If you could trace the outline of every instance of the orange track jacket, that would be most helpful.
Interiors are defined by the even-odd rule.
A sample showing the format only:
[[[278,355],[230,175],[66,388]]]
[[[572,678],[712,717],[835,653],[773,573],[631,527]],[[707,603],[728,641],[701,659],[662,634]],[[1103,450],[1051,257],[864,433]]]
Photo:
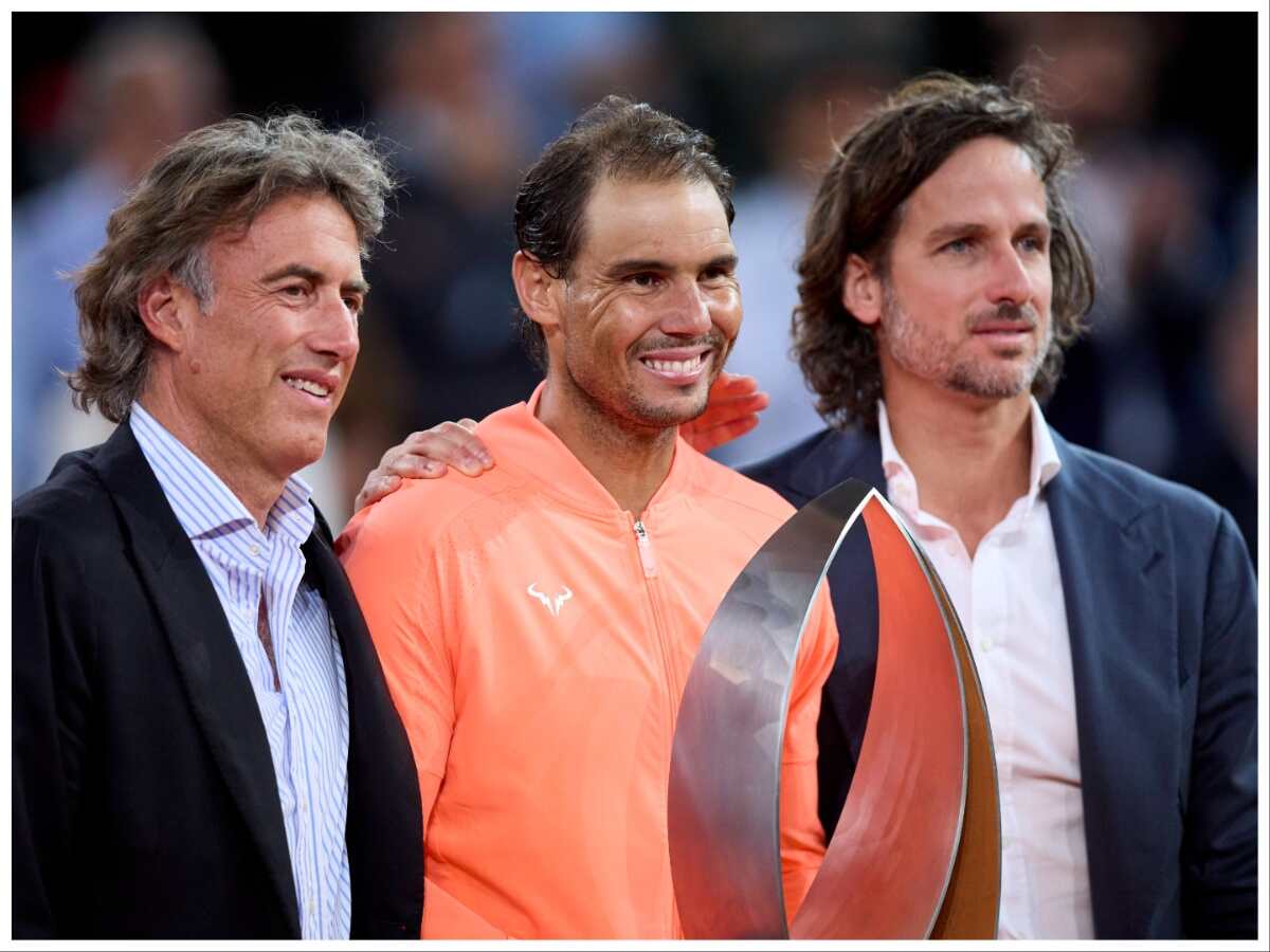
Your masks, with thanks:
=======
Problem description: Rewrite the lines above with "orange track jacket" changed to "green track jacket" and everything else left as it is, omitting the pictures.

Exercise output:
If you could trace the outline of every instance of the green track jacket, that would be most helpful.
Interiors are defined by the even-odd rule.
A sample showing the format only:
[[[278,355],[230,175],[66,388]]]
[[[572,678],[712,717],[835,653],[773,573],[631,527]],[[707,603],[728,641],[701,659],[662,634]],[[1103,450],[1051,257],[864,433]]]
Photo:
Your masks, with thanks:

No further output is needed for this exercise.